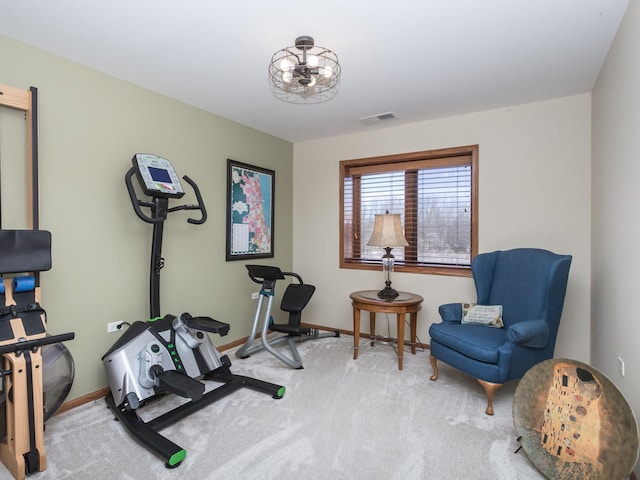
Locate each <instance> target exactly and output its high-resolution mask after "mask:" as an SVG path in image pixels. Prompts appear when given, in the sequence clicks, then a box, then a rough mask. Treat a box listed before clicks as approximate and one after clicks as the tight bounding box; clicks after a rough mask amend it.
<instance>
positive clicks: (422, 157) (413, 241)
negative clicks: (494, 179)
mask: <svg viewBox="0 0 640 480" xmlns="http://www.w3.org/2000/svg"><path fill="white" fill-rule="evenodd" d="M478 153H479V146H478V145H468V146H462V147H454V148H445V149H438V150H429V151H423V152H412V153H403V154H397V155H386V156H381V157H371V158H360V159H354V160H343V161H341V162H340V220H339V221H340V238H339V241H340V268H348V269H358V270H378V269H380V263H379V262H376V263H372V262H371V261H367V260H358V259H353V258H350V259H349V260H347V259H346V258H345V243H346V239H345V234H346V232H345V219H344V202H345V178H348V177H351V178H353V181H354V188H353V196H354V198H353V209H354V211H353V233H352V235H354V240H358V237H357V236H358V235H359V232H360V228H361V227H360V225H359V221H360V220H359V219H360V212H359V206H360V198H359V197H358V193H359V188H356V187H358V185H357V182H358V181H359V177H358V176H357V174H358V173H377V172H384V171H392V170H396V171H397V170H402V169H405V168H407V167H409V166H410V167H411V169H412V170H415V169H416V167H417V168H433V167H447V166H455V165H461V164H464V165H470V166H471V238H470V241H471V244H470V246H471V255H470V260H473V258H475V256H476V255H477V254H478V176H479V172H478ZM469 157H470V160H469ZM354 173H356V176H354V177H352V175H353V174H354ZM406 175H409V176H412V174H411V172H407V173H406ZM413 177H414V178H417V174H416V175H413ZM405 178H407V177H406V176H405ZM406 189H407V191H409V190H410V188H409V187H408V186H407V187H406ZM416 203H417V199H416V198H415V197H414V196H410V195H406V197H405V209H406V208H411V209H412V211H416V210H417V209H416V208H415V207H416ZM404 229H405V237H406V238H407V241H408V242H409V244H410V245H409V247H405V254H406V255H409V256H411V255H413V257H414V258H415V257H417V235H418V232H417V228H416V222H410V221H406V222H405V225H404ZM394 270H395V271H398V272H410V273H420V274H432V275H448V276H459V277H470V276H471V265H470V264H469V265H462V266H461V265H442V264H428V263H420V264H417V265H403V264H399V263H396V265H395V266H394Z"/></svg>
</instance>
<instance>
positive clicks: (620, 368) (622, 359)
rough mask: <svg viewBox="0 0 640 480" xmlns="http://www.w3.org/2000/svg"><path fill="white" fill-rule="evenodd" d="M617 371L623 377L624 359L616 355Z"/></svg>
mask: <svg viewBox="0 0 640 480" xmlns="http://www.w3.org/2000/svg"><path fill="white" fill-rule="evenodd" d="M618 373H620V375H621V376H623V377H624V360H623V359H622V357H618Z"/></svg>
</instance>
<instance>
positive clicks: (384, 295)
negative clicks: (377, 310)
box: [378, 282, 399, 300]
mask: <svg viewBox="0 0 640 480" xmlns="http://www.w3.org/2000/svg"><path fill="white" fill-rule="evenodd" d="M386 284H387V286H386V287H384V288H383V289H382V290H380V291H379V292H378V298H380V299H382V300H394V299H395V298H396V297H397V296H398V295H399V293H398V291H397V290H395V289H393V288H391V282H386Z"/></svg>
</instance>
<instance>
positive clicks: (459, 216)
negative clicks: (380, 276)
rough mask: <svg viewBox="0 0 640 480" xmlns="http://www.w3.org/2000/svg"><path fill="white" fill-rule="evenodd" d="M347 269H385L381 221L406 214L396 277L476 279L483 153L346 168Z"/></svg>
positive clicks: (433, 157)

_ _ _ _ _

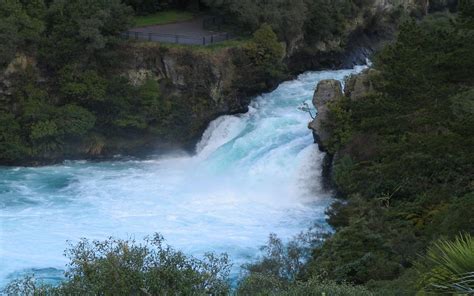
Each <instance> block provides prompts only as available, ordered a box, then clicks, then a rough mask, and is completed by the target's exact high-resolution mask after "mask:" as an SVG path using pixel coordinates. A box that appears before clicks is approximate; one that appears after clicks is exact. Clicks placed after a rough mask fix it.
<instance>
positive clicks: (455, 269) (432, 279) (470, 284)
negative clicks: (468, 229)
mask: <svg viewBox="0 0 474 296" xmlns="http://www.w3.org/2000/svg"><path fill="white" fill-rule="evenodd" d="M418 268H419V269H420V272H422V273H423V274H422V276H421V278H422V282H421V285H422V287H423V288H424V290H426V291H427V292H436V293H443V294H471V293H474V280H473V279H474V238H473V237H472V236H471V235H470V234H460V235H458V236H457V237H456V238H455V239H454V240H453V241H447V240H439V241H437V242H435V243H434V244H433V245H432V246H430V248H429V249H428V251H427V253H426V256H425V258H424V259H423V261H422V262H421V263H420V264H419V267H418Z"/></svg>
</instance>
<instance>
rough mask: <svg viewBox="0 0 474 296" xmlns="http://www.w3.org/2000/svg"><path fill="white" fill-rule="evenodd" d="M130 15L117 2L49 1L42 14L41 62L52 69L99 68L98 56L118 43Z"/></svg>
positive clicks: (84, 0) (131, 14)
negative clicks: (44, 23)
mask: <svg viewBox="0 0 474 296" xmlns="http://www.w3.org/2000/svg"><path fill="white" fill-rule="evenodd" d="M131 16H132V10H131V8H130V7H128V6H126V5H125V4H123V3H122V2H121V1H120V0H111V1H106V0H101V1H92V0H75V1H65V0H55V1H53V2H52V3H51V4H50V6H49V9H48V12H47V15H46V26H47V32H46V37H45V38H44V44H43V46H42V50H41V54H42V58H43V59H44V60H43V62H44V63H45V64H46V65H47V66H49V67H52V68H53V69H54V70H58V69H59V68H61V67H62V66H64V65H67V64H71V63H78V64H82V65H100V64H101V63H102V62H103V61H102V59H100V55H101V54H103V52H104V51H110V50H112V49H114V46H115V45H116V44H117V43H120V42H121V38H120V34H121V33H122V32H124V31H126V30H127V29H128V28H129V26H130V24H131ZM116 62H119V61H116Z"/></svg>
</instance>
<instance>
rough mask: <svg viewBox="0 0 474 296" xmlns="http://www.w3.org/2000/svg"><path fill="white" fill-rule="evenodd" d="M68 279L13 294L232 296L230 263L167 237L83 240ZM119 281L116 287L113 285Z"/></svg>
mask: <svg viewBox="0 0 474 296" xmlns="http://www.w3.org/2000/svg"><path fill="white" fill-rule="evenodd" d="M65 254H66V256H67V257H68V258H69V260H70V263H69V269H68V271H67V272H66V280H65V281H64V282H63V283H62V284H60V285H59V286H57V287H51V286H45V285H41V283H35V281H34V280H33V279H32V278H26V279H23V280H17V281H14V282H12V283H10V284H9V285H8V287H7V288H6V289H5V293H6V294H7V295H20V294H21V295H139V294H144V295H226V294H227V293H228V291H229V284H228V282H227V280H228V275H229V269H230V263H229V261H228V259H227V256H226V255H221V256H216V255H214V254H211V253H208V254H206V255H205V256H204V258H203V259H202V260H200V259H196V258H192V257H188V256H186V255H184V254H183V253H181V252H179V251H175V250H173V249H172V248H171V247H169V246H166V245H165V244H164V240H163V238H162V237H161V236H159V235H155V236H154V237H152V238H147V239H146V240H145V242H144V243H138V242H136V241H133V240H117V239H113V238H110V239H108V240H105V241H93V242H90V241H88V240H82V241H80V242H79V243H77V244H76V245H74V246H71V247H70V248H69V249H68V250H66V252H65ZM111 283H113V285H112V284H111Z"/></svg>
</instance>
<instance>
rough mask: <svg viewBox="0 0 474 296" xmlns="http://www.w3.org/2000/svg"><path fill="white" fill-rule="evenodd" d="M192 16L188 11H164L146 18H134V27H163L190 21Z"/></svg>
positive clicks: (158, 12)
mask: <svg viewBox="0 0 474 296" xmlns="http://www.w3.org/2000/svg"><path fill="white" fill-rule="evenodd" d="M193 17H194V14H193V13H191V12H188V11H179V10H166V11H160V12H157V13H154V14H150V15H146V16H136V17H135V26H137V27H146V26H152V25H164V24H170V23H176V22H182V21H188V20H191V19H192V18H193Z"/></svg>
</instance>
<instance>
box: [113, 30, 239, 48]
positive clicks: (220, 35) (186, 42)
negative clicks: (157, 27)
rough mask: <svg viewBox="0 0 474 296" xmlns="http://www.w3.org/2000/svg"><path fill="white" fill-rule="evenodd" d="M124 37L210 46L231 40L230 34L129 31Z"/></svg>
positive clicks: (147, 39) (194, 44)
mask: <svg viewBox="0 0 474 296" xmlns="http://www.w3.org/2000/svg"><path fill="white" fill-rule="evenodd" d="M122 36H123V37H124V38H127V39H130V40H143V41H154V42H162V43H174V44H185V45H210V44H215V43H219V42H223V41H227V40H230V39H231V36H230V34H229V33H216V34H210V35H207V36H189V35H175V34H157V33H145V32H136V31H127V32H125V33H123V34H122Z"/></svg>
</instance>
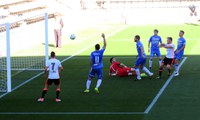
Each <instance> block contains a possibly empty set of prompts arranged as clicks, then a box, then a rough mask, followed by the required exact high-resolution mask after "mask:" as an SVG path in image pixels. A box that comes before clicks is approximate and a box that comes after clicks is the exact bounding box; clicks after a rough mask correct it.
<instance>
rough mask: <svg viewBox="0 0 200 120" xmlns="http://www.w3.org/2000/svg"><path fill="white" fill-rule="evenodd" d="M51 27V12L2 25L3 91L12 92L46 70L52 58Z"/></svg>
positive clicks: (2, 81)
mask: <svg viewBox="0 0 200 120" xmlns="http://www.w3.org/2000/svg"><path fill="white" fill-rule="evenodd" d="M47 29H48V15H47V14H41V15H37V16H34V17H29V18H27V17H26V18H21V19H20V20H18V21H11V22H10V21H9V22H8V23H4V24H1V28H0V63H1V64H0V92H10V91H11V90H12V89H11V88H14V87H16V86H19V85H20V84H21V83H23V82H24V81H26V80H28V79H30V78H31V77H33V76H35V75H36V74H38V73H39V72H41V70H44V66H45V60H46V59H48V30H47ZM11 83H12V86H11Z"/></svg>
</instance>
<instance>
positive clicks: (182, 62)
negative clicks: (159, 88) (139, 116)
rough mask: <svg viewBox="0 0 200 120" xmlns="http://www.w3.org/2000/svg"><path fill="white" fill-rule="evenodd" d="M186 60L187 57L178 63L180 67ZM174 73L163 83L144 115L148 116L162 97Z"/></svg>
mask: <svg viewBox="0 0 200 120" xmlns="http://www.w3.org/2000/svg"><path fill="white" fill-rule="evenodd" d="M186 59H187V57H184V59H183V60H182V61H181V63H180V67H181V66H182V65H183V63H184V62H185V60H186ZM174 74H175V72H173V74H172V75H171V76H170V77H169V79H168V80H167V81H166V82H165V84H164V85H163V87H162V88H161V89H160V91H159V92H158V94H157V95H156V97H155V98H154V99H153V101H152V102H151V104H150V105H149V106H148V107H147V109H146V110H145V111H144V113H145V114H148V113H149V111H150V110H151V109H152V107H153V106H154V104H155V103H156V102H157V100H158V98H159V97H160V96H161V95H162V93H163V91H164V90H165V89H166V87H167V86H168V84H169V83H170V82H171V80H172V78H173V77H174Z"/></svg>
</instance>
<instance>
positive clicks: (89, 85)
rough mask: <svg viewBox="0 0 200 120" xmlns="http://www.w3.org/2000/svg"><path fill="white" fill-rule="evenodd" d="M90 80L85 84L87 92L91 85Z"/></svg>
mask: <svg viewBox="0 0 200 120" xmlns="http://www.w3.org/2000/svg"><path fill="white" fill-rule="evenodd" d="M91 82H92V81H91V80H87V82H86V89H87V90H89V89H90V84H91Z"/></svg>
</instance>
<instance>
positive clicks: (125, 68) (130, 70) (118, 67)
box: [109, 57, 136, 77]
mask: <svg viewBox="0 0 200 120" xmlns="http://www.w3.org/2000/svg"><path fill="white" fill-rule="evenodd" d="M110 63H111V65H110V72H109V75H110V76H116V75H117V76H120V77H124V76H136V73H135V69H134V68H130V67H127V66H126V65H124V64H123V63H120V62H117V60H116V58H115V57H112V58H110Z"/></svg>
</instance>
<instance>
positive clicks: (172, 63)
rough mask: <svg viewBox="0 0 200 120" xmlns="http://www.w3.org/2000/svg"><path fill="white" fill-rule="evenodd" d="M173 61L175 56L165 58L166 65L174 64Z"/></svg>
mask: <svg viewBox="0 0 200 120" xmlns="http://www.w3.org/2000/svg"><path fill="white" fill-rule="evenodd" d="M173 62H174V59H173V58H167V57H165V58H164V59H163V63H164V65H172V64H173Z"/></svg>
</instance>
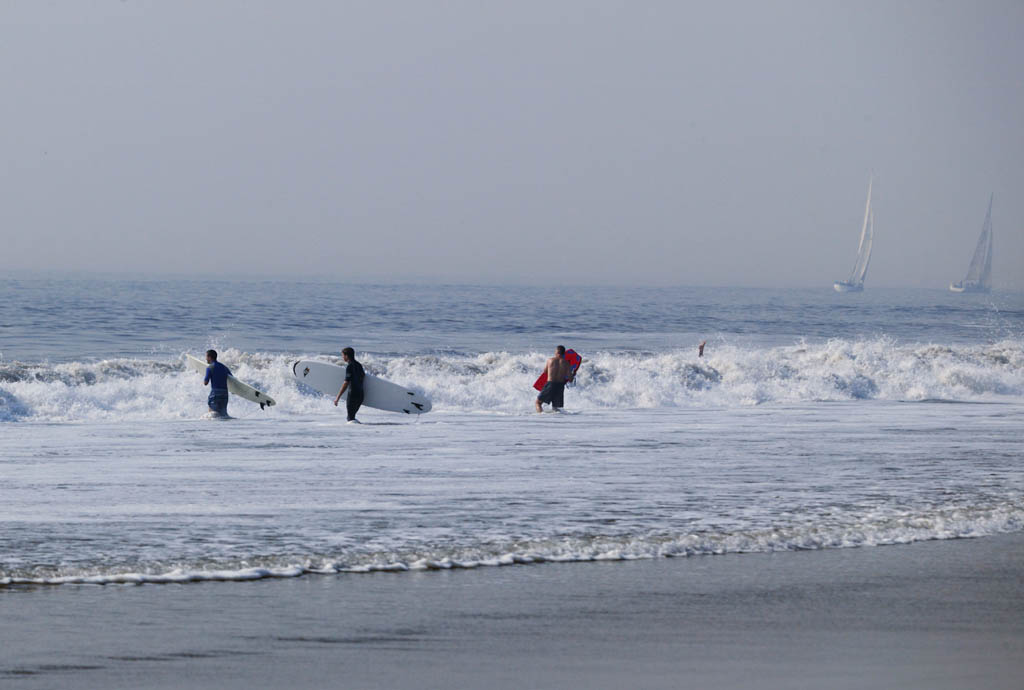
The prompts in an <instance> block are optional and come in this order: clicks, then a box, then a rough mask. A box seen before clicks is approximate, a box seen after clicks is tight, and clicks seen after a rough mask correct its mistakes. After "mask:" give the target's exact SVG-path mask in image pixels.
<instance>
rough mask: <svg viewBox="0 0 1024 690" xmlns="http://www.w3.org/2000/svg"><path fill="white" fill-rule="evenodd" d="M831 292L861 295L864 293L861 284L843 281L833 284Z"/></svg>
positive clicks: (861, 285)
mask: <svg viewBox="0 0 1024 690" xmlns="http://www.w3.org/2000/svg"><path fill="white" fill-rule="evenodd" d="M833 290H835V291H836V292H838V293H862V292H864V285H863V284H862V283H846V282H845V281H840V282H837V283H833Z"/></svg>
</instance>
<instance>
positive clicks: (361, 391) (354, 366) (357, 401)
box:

_ _ _ _ _

**What you are asked to do**
Render the rows from the line with "Locate each <instance>" to the line with "negative clicks: (494, 179)", both included, as a numbered list that leaves out blank lines.

**Task output**
1. Locate each <instance> target exactly and output its high-resolution mask after "mask:" as an SVG path in image pixels. Prompts appear when given, in the sequence clicks, then a box, then a rough mask. Treat a box listed before clicks as approximate and one after clicks as the tight bounding box; clicks after a rough mask amend it.
2. <instance>
3. positive clicks: (422, 157) (413, 241)
4. negative clicks: (494, 179)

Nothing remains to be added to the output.